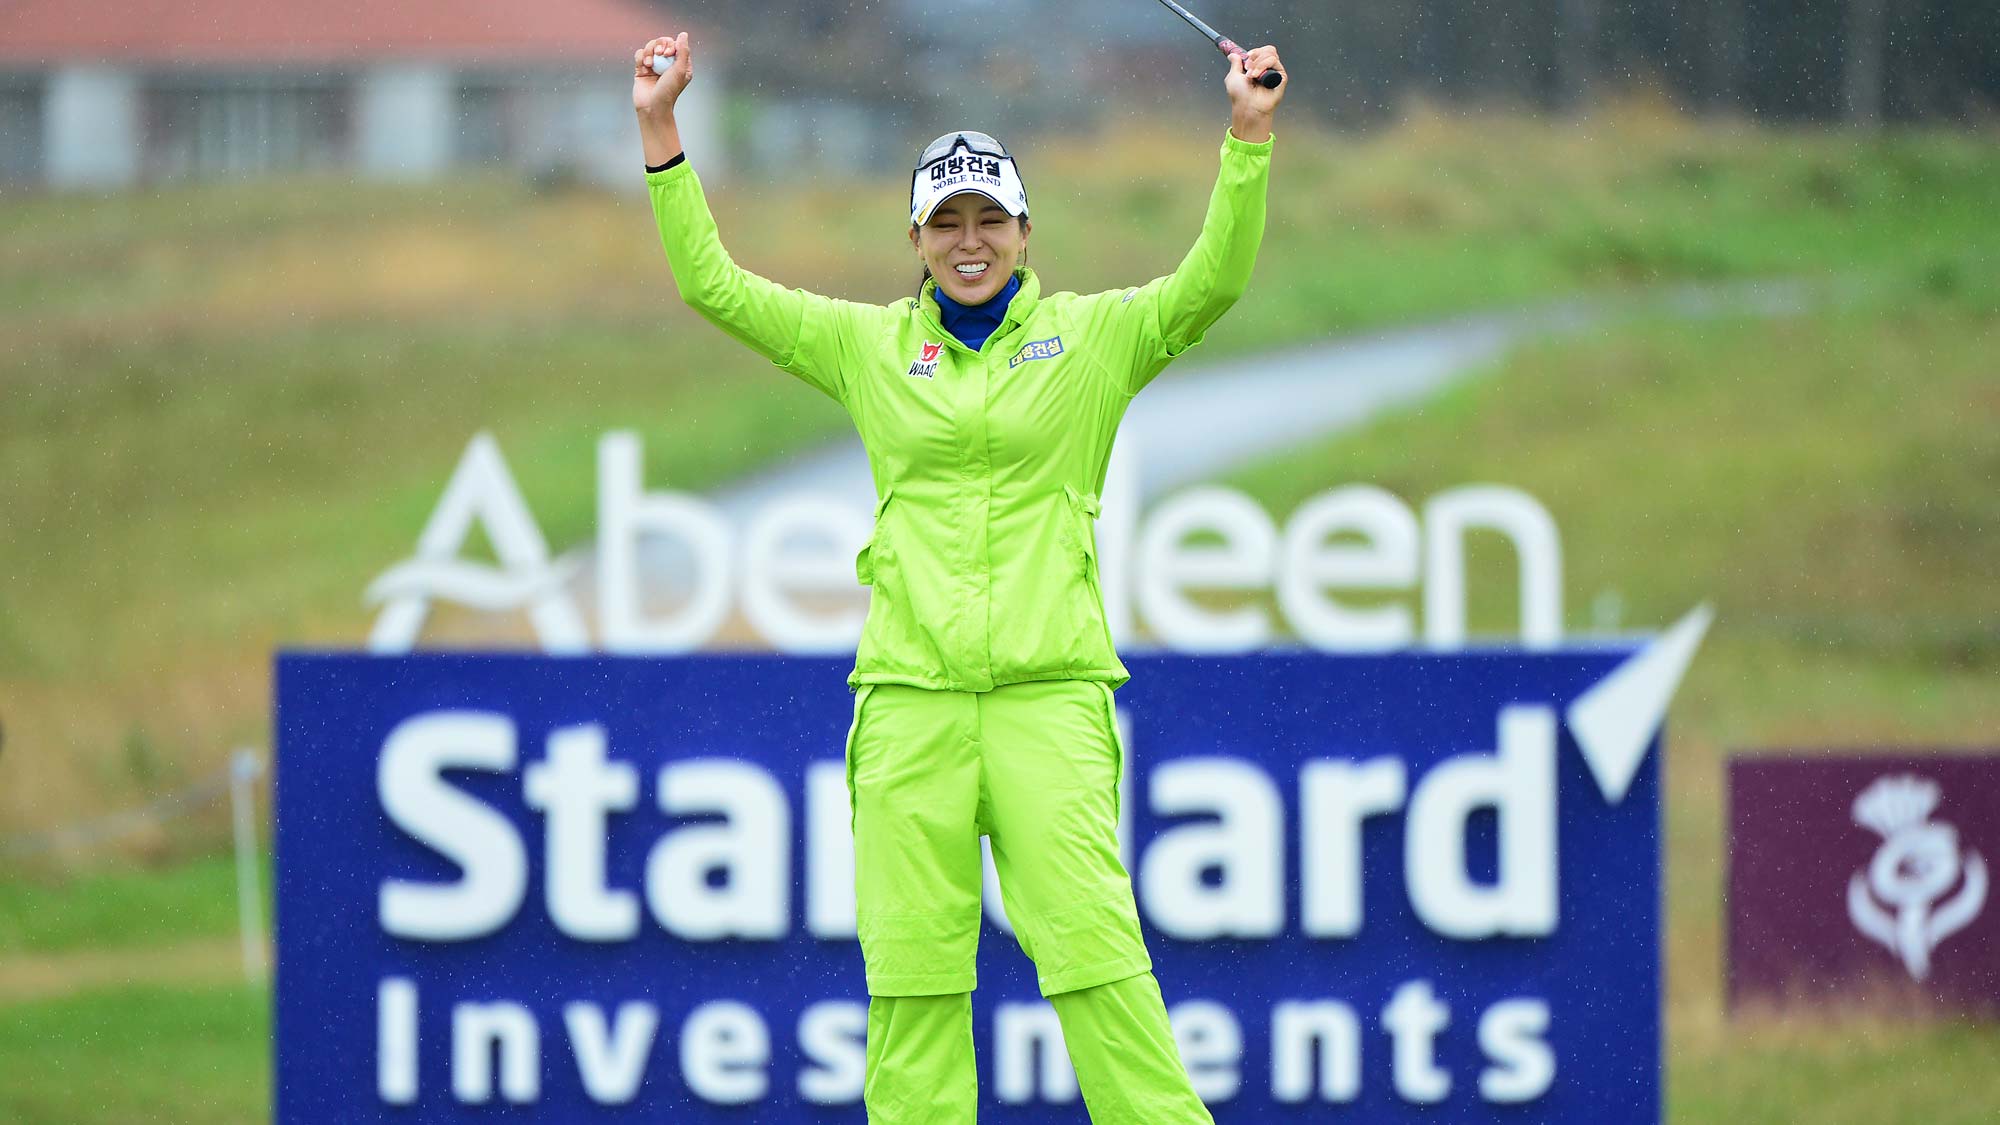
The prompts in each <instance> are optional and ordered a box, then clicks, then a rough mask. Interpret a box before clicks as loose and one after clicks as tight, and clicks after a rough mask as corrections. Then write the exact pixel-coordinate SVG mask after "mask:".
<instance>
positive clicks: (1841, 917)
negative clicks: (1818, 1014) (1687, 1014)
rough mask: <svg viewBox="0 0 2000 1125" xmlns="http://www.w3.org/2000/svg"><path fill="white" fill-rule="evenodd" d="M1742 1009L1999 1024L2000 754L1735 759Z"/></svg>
mask: <svg viewBox="0 0 2000 1125" xmlns="http://www.w3.org/2000/svg"><path fill="white" fill-rule="evenodd" d="M1728 819H1730V885H1728V917H1730V939H1728V957H1730V961H1728V981H1730V1005H1732V1007H1734V1005H1740V1003H1744V1001H1778V1003H1784V1001H1812V999H1822V1001H1824V999H1856V1001H1870V999H1880V1001H1908V999H1920V1001H1928V1003H1934V1005H1938V1007H1942V1009H1946V1011H1970V1013H1984V1015H2000V891H1996V889H1994V887H1992V881H1994V873H1996V867H2000V755H1958V753H1952V755H1928V757H1924V755H1838V757H1830V755H1812V757H1778V755H1774V757H1752V759H1738V761H1732V763H1730V811H1728Z"/></svg>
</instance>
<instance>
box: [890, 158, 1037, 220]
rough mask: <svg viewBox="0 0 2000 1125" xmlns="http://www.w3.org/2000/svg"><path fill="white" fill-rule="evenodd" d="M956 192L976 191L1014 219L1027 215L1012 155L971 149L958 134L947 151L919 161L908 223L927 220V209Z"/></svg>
mask: <svg viewBox="0 0 2000 1125" xmlns="http://www.w3.org/2000/svg"><path fill="white" fill-rule="evenodd" d="M958 192H978V194H982V196H986V198H990V200H994V202H996V204H1000V208H1002V210H1006V212H1008V214H1012V216H1016V218H1018V216H1022V214H1028V188H1024V186H1022V182H1020V170H1018V168H1016V166H1014V158H1012V156H994V154H988V152H974V150H972V146H970V144H966V140H964V138H962V136H960V138H958V142H956V144H954V146H952V148H950V150H948V152H946V154H942V156H938V158H934V160H930V162H926V164H918V166H916V172H914V174H912V176H910V222H912V224H914V226H922V224H924V222H930V212H934V210H938V204H940V202H944V200H948V198H952V196H956V194H958Z"/></svg>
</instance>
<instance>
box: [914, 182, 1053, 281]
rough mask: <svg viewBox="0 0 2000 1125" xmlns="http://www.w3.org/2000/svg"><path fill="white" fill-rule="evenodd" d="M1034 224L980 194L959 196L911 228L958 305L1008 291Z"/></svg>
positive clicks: (935, 210) (954, 198) (926, 264)
mask: <svg viewBox="0 0 2000 1125" xmlns="http://www.w3.org/2000/svg"><path fill="white" fill-rule="evenodd" d="M1030 230H1034V224H1032V222H1028V220H1026V218H1014V216H1012V214H1008V212H1006V210H1004V208H1002V206H1000V204H996V202H994V200H990V198H986V196H982V194H978V192H958V194H956V196H952V198H948V200H944V202H942V204H938V210H934V212H930V218H928V220H926V222H924V226H912V228H910V244H912V246H916V254H918V256H920V258H922V260H924V264H926V266H928V268H930V276H934V278H938V288H942V290H944V296H950V298H952V300H956V302H958V304H984V302H988V300H992V298H994V296H998V292H1000V290H1002V288H1006V278H1010V276H1014V268H1016V266H1018V264H1020V256H1022V254H1024V252H1026V250H1028V232H1030Z"/></svg>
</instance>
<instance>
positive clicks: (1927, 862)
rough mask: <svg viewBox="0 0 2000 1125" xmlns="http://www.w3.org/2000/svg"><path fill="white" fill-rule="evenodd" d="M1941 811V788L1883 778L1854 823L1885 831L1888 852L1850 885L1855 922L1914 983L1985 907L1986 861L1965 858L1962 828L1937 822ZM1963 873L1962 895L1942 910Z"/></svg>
mask: <svg viewBox="0 0 2000 1125" xmlns="http://www.w3.org/2000/svg"><path fill="white" fill-rule="evenodd" d="M1936 809H1938V783H1934V781H1926V779H1920V777H1912V775H1896V777H1882V779H1878V781H1876V783H1874V785H1870V787H1868V789H1864V791H1862V795H1860V797H1856V799H1854V823H1856V825H1862V827H1866V829H1872V831H1876V833H1880V837H1882V847H1880V849H1876V853H1874V859H1872V861H1870V863H1868V871H1866V875H1864V873H1860V871H1856V873H1854V879H1850V881H1848V917H1850V919H1852V921H1854V929H1858V931H1862V935H1866V937H1868V939H1870V941H1876V943H1880V945H1884V947H1886V949H1888V951H1890V953H1894V955H1896V957H1900V959H1902V967H1904V969H1908V971H1910V979H1912V981H1922V979H1924V977H1928V975H1930V953H1932V951H1934V949H1936V947H1938V943H1940V941H1944V939H1946V937H1952V935H1954V933H1958V931H1962V929H1966V927H1968V925H1972V919H1976V917H1978V915H1980V907H1984V905H1986V861H1984V859H1980V855H1978V853H1976V851H1974V853H1966V855H1964V859H1960V853H1958V829H1954V827H1952V825H1944V823H1932V821H1930V815H1932V813H1934V811H1936ZM1960 871H1962V873H1964V885H1962V887H1960V891H1958V895H1954V897H1952V899H1950V901H1948V903H1942V905H1938V897H1940V895H1944V893H1946V891H1948V889H1950V887H1952V883H1958V881H1960ZM1878 899H1880V903H1878ZM1884 905H1886V907H1888V909H1884ZM1890 911H1894V913H1890Z"/></svg>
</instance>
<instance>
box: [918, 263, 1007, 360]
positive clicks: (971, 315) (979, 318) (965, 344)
mask: <svg viewBox="0 0 2000 1125" xmlns="http://www.w3.org/2000/svg"><path fill="white" fill-rule="evenodd" d="M1016 292H1020V274H1016V276H1010V278H1008V280H1006V288H1002V290H1000V292H996V294H994V296H992V300H988V302H986V304H958V302H956V300H952V298H950V296H944V286H938V288H936V290H932V296H936V298H938V318H940V320H944V330H946V332H950V334H954V336H958V342H960V344H964V346H968V348H972V350H974V352H976V350H980V348H984V346H986V338H988V336H992V334H994V330H996V328H998V326H1000V322H1002V320H1006V306H1008V302H1010V300H1014V294H1016Z"/></svg>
++++++++++
● **AIM OF THE TASK**: Everything in the data must be printed verbatim except the pictures.

● **RESULT BELOW**:
The prompts in each <instance> are optional and ordered a box, then clicks, then a rough mask. Interpret a box before clicks as loose and one after clicks as tight, and clicks after a rough mask as corrections. Then write the exact pixel-coordinate SVG mask after "mask:".
<instance>
positive clicks: (1841, 917)
negative clicks: (1818, 1014) (1687, 1014)
rough mask: <svg viewBox="0 0 2000 1125" xmlns="http://www.w3.org/2000/svg"><path fill="white" fill-rule="evenodd" d="M1742 1009L1999 1024L2000 754L1735 759Z"/></svg>
mask: <svg viewBox="0 0 2000 1125" xmlns="http://www.w3.org/2000/svg"><path fill="white" fill-rule="evenodd" d="M1728 819H1730V885H1728V917H1730V939H1728V957H1730V961H1728V981H1730V1005H1732V1007H1734V1005H1740V1003H1744V1001H1778V1003H1784V1001H1812V999H1822V1001H1824V999H1856V1001H1870V999H1880V1001H1908V999H1920V1001H1928V1003H1934V1005H1938V1007H1942V1009H1946V1011H1970V1013H1984V1015H2000V891H1996V889H1994V887H1992V881H1994V873H1996V867H2000V755H1958V753H1952V755H1928V757H1924V755H1838V757H1830V755H1812V757H1778V755H1774V757H1752V759H1738V761H1732V763H1730V811H1728Z"/></svg>
</instance>
<instance>
box: [890, 158, 1037, 220]
rough mask: <svg viewBox="0 0 2000 1125" xmlns="http://www.w3.org/2000/svg"><path fill="white" fill-rule="evenodd" d="M956 192L976 191L1014 219L1027 215L1012 155L971 149L958 134L947 151L919 161L908 223L927 220V209Z"/></svg>
mask: <svg viewBox="0 0 2000 1125" xmlns="http://www.w3.org/2000/svg"><path fill="white" fill-rule="evenodd" d="M958 192H978V194H982V196H986V198H990V200H994V202H996V204H1000V208H1002V210H1006V212H1008V214H1012V216H1016V218H1018V216H1022V214H1028V188H1024V186H1022V182H1020V170H1018V168H1016V166H1014V158H1012V156H994V154H988V152H974V150H972V146H970V144H966V140H964V138H962V136H960V138H958V142H956V144H954V146H952V148H950V150H948V152H946V154H942V156H938V158H934V160H930V162H926V164H918V166H916V172H914V174H912V176H910V222H912V224H914V226H922V224H924V222H930V212H934V210H938V204H940V202H944V200H948V198H952V196H956V194H958Z"/></svg>
</instance>
<instance>
box: [914, 182, 1053, 281]
rough mask: <svg viewBox="0 0 2000 1125" xmlns="http://www.w3.org/2000/svg"><path fill="white" fill-rule="evenodd" d="M1034 224L980 194L959 196L911 228L958 305L1008 291Z"/></svg>
positive clicks: (935, 210) (954, 198) (926, 264)
mask: <svg viewBox="0 0 2000 1125" xmlns="http://www.w3.org/2000/svg"><path fill="white" fill-rule="evenodd" d="M1030 230H1034V224H1032V222H1028V220H1026V218H1014V216H1012V214H1008V212H1006V210H1004V208H1002V206H1000V204H996V202H994V200H990V198H986V196H982V194H978V192H958V194H956V196H952V198H948V200H944V202H942V204H938V210H934V212H930V218H928V220H926V222H924V226H912V228H910V244H912V246H916V254H918V256H920V258H922V260H924V264H926V266H928V268H930V276H934V278H938V288H942V290H944V296H950V298H952V300H956V302H958V304H984V302H988V300H992V298H994V296H998V292H1000V290H1002V288H1006V278H1010V276H1014V268H1016V266H1018V264H1020V256H1022V254H1024V252H1026V250H1028V232H1030Z"/></svg>
</instance>
<instance>
positive clicks: (1927, 862)
rough mask: <svg viewBox="0 0 2000 1125" xmlns="http://www.w3.org/2000/svg"><path fill="white" fill-rule="evenodd" d="M1941 811V788L1883 778L1854 823L1885 831L1888 852L1850 885L1855 922L1914 983L1985 907L1986 861L1965 858L1962 828L1937 822ZM1963 873L1962 895L1942 910Z"/></svg>
mask: <svg viewBox="0 0 2000 1125" xmlns="http://www.w3.org/2000/svg"><path fill="white" fill-rule="evenodd" d="M1936 809H1938V783H1934V781H1926V779H1920V777H1912V775H1896V777H1882V779H1878V781H1876V783H1874V785H1870V787H1868V789H1864V791H1862V795H1860V797H1856V799H1854V823H1856V825H1862V827H1866V829H1872V831H1876V833H1880V837H1882V847H1880V849H1876V853H1874V859H1872V861H1870V863H1868V871H1866V875H1864V873H1860V871H1856V873H1854V879H1850V881H1848V917H1850V919H1852V921H1854V929H1858V931H1862V935H1866V937H1868V939H1870V941H1876V943H1880V945H1884V947H1886V949H1888V951H1890V953H1894V955H1896V957H1900V959H1902V967H1904V969H1908V971H1910V979H1912V981H1922V979H1924V977H1928V975H1930V953H1932V951H1934V949H1936V947H1938V943H1940V941H1944V939H1946V937H1952V935H1954V933H1958V931H1962V929H1966V927H1968V925H1972V919H1976V917H1978V915H1980V907H1984V905H1986V861H1984V859H1980V855H1978V853H1976V851H1974V853H1966V855H1964V859H1960V853H1958V829H1954V827H1952V825H1944V823H1932V821H1930V815H1932V813H1934V811H1936ZM1960 871H1962V873H1964V885H1962V887H1960V891H1958V895H1954V897H1952V899H1950V901H1948V903H1942V905H1938V897H1940V895H1944V893H1946V891H1948V889H1950V887H1952V883H1958V881H1960ZM1878 899H1880V903H1878ZM1884 905H1886V907H1888V909H1884ZM1890 911H1894V913H1890Z"/></svg>
</instance>
<instance>
box: [918, 263, 1007, 360]
positive clicks: (971, 315) (979, 318) (965, 344)
mask: <svg viewBox="0 0 2000 1125" xmlns="http://www.w3.org/2000/svg"><path fill="white" fill-rule="evenodd" d="M1016 292H1020V274H1016V276H1010V278H1008V280H1006V288H1002V290H1000V292H996V294H994V296H992V300H988V302H986V304H958V302H956V300H952V298H950V296H944V286H938V288H936V290H932V296H936V298H938V318H940V320H944V330H946V332H950V334H954V336H958V342H960V344H964V346H968V348H972V350H974V352H976V350H980V348H984V346H986V338H988V336H992V334H994V330H996V328H998V326H1000V322H1002V320H1006V306H1008V302H1010V300H1014V294H1016Z"/></svg>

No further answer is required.